**Text section**
Robert Fulghum's essay All I Really Needed to Know I Learned in Kindergarten has inspired people since the late '80s. With compliments to him, here is, in expanded title --
All I Really Needed to Know About Designing and Playing (Video) Games I Learned from Gary Gygax's Dungeons & Dragons.
As a designer:
As a player:
This makes a rather short article, so I'll break the poet's rule and explicate:
Many writers have pointed out how much video games owe to Dungeons & Dragons. I confess it didn't teach me all of these things, as I'd been playing games for many years before I encountered D&D, but the game nonetheless well illustrates these points.
As a Designer
You don't need high-level technology to make an "immersive" game.
What has been called "techno-fetishism" sometimes dominates the ranks of AAA-list game creators. The idea is that you have to use technology to make the appearance of a game highly "realistic" in order to let the player feel like he's really there.
I suppose this is partly because video game creators, for so many years, consisted of programmers who became game makers. In D&D, however, we could feel like we were really there, at times, with nothing but a simple board and 2D pieces. It's the game, not the technology.
For human/psychological games (as opposed to computer-mediated challenge games), players enjoy the journey, not the destination.
When people play the interactive puzzles that we typically call one-player video games, their objective is to meet all the challenges posed by the designer(s), to "beat the game", and then to stop playing! I sometimes wonder if the player enjoys the process. In human-oriented games, the idea is to enjoy the journey, not the destination. In D&D there is no destination, just a journey that continues until the campaign ends or you (the player) die.
Some people like to be told stories; others like to make their own.
D&D is very flexible. Some referees like to tell stories through the game, what I call "leading people by the nose." As a player I hate it, it's a game not a novel, but many others prefer it.
I liked to set up a situation, perhaps with a specific objective, and let the players work out what to do -- to make their own story. After all, I found, if I tried to predict what the players would do, I'd often be wrong.
The objective is to make the players think their characters are going to die, not to kill them.

**Data entries**
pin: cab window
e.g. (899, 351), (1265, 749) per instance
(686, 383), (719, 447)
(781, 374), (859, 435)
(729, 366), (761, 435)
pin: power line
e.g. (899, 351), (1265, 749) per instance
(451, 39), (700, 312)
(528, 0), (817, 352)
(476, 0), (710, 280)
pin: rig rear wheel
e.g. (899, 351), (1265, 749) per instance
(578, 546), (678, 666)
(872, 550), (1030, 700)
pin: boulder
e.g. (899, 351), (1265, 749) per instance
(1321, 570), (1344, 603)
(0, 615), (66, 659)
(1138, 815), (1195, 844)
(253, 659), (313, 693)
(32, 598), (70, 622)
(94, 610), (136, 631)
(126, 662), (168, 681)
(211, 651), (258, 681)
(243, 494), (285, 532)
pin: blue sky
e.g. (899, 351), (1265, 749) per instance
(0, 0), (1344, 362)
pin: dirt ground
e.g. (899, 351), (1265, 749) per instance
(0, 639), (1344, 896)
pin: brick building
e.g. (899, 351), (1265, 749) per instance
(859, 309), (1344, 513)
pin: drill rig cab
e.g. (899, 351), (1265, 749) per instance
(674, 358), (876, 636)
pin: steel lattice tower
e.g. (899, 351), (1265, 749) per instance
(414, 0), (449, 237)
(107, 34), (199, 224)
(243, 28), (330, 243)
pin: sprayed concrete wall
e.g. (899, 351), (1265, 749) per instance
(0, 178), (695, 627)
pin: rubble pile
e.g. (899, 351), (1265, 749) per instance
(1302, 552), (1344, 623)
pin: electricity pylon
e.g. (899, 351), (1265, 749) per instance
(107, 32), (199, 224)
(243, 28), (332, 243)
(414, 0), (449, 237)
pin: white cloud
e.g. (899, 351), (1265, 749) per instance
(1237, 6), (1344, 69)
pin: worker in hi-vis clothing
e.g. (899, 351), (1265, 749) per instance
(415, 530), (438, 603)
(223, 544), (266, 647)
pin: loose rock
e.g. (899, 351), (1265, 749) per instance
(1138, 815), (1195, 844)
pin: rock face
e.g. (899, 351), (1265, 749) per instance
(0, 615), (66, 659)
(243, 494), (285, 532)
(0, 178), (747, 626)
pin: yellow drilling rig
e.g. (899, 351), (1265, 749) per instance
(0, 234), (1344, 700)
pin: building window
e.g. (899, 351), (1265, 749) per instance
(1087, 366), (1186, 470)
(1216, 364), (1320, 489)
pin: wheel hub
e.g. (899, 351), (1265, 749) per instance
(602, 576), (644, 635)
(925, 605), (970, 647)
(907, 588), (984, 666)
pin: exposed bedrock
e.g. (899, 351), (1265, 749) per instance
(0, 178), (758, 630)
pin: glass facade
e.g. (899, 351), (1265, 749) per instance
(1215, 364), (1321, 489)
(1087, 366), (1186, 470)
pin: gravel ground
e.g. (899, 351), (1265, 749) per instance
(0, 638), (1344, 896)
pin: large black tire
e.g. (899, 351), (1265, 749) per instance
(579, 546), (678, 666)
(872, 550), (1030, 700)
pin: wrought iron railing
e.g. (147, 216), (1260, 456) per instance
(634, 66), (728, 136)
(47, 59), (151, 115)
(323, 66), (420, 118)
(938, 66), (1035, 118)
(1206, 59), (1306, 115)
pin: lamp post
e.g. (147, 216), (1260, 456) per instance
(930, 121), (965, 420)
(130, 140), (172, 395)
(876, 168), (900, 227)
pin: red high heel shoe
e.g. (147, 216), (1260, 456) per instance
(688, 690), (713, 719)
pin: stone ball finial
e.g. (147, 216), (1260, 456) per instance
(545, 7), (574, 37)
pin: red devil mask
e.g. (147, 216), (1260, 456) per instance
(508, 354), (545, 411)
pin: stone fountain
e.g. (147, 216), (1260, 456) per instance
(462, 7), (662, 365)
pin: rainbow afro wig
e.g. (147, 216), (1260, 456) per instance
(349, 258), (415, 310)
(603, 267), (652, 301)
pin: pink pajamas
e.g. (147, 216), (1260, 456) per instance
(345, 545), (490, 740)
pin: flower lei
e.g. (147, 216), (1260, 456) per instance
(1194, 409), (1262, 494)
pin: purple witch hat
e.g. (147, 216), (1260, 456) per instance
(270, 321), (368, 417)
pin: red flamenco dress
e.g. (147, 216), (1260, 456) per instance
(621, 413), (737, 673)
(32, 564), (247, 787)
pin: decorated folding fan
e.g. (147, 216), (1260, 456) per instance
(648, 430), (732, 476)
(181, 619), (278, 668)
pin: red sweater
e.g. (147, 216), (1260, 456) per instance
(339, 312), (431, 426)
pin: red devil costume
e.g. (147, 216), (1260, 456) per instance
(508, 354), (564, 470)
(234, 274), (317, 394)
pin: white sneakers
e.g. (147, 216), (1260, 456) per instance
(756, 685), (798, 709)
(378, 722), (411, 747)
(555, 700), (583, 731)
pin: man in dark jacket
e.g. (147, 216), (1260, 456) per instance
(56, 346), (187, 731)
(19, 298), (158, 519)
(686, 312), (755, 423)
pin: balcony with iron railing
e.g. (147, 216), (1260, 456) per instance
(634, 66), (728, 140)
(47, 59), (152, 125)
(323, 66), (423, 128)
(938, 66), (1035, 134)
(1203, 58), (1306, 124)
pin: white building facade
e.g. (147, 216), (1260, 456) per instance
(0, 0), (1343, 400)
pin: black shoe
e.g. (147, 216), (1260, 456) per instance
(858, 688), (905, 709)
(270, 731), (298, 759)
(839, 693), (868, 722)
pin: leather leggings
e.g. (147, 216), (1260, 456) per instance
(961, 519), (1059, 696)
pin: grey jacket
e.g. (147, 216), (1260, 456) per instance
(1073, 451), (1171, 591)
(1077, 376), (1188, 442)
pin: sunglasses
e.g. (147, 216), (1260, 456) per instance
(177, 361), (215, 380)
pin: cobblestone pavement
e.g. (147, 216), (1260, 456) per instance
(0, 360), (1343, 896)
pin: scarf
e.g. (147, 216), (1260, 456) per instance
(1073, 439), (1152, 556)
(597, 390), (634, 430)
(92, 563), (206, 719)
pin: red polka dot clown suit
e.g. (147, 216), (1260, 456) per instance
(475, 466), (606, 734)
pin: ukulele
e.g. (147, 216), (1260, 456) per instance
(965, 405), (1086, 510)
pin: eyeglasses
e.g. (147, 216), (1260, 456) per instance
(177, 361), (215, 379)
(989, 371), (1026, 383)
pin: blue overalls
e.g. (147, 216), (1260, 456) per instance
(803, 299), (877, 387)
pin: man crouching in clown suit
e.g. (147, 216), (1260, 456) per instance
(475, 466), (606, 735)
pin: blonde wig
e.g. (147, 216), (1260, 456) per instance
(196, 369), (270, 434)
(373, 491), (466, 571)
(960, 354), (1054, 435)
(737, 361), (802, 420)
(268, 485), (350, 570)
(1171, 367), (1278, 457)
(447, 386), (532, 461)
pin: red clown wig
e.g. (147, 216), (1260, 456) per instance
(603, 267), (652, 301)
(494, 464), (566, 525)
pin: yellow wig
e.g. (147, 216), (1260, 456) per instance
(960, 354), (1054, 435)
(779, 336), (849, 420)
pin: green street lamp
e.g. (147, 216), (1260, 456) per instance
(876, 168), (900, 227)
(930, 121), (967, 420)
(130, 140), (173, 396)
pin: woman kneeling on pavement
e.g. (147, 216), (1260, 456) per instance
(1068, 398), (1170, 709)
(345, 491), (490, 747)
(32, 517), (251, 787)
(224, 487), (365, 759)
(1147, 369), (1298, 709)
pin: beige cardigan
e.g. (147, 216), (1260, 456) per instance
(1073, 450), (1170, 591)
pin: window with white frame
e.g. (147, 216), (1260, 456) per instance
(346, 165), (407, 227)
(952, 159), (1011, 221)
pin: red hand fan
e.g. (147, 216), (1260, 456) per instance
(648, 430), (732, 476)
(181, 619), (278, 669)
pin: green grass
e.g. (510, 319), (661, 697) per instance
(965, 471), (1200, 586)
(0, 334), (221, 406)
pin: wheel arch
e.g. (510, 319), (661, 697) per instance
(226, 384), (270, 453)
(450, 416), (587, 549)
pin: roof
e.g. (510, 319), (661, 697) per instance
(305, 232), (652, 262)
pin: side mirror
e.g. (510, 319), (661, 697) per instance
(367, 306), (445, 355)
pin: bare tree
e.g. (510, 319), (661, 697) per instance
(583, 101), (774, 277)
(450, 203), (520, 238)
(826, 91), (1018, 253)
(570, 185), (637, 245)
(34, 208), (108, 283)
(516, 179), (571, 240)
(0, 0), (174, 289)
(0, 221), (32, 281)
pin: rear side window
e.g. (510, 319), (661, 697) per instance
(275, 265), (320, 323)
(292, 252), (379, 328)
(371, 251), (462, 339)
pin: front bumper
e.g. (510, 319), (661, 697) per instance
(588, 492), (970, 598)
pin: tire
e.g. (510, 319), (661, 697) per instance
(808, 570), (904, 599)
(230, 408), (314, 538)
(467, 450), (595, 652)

**Task requirements**
[a] Write out the part of the essay between "Some people like" and "often be wrong.", inclusive.
[b] In the entries, multiply every coordinate in the answers by 1.45 and round to whole numbers, halves up. Give only the lines between the lines holding "pin: worker in hi-vis clothing" and "(0, 178), (747, 626)", inclusive, and reproduce the pin lines and sample lines in that range unchanged.
The essay and the entries are unrelated to each other.

**Outputs in order**
[a]
Some people like to be told stories; others like to make their own.
D&D is very flexible. Some referees like to tell stories through the game, what I call "leading people by the nose." As a player I hate it, it's a game not a novel, but many others prefer it.
I liked to set up a situation, perhaps with a specific objective, and let the players work out what to do -- to make their own story. After all, I found, if I tried to predict what the players would do, I'd often be wrong.

[b]
pin: worker in hi-vis clothing
e.g. (899, 351), (1265, 749) per instance
(602, 769), (635, 874)
(323, 789), (386, 938)
pin: loose rock
e.g. (899, 351), (1265, 749) per instance
(1650, 1182), (1733, 1224)
pin: rock face
e.g. (899, 351), (1265, 749) per instance
(0, 892), (96, 956)
(352, 716), (413, 771)
(0, 258), (1083, 908)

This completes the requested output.